— start Page extract —
Safeguarding Your Mission: Effective Risk Management in Challenging Environments
A Four-Step Approach for grantmaking organizations and NGOs to managing risk in hostile environments
31 May, 2023 3 pm CET
Working With Risk
An increasing number of development NGOs, human rights, and civil society activists experience aggressive actions from opposing groups, individuals, or host governments. Legal restrictions or SLAPPS, surveillance spyware, verbal attacks, hate speech, and physical threats against assets and personnel resulting in a shrinking civil space that requires an answer.
Grantmaking organizations and NGOs providing field support in these areas may bear responsibility for and have the means to improve the security and well-being of their staff and those they set out to assist. This is not limited to a case-by-case or ad-hoc basis in emergencies. There is a clear need to invest strategically and over time to deliver the most in creating a secure and resilient civil society.
Risk Management in Four Steps
Responding to threats begins with raising risk awareness. The next step is understanding what types of resistance you can face in your work and projects. Some risks can be obvious, but many are covert and indirect. Only a structured approach can help you find your appropriate spot on the scale between paralyzing risk avoidance and amateurish carelessness.
— end Page extract —
— start Dataset extract —
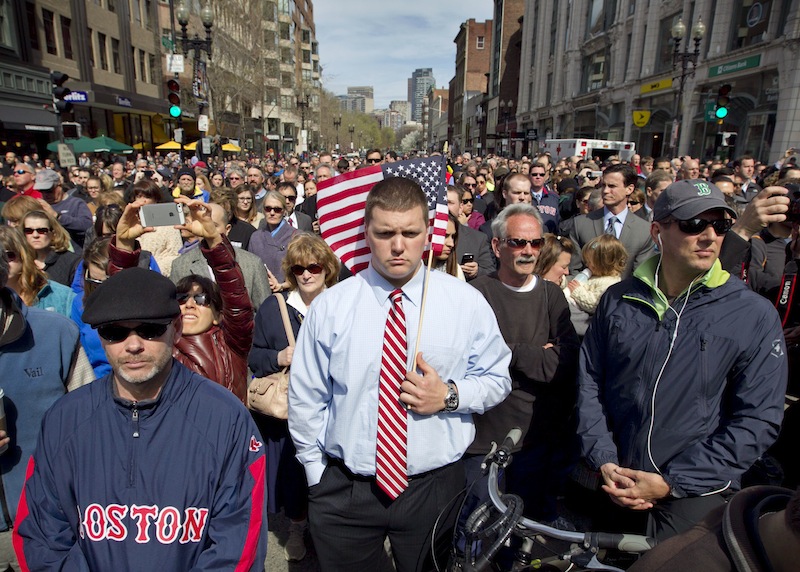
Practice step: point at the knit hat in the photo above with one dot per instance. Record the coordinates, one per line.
(132, 295)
— end Dataset extract —
_Written problem 1_
Answer these questions about the risk management page:
(a) On what date and at what time is the session set?
(b) What does responding to threats begin with?
(c) Between which two extremes does a structured approach help an organization find its place?
_Written problem 2_
Update the risk management page from "Risk Management in Four" to "and amateurish carelessness.", changing "risk awareness" to "threat awareness".
_Written problem 3_
Carry on the text about managing risk in hostile environments from the point where it stops.
The data has no role here.

_Expected output 1_
(a) 31 May, 2023, at 3 pm CET.
(b) Raising risk awareness.
(c) Paralyzing risk avoidance and amateurish carelessness.

_Expected output 2_
Risk Management in Four Steps
Responding to threats begins with raising threat awareness. The next step is understanding what types of resistance you can face in your work and projects. Some risks can be obvious, but many are covert and indirect. Only a structured approach can help you find your appropriate spot on the scale between paralyzing risk avoidance and amateurish carelessness.

_Expected output 3_
The risk spectrum is broad and contextual. There is reputational risk, financial risk, data protectionT related risk, physical and psychological risk, to name a few. Once you know your risk profile, you can effectively prepare for mitigating your threats. The objective is to know what to do both organizationally and individually when a scenario becomes a reality. You need to research and monitor the landscape of actors and actions, prepare coping strategies tailored to your region and circumstances and break them down into protocols.
Risk management is not a paper-based exercise only. Strategies, protocols, and action plans only help to protect when implemented. The final and crucial step in threat management is training. The most effective training is in-person, experience-based, and includes modelling real-life situations where people can practice what they learn in theory.
Join a FREE, live webinar
Learn about risk management in four steps, key types of aggressors and defenses against their actions. During a
90-minute online event, answer questions on increasing your security and well-being and get a strategic view and practical advice about your vulnerabilities. The live webinar will be followed by a course for field staff running legal, technical, and physical risks. The webinar will be facilitated by security field experts of the Justice for Prosperity Foundation (JfP) and Pivot Brigade. This webinar is recommended for grantmaking organizations and CSOs operating in challenging, risky environments, such as LGBTQIA+, human rights, and environmental groups.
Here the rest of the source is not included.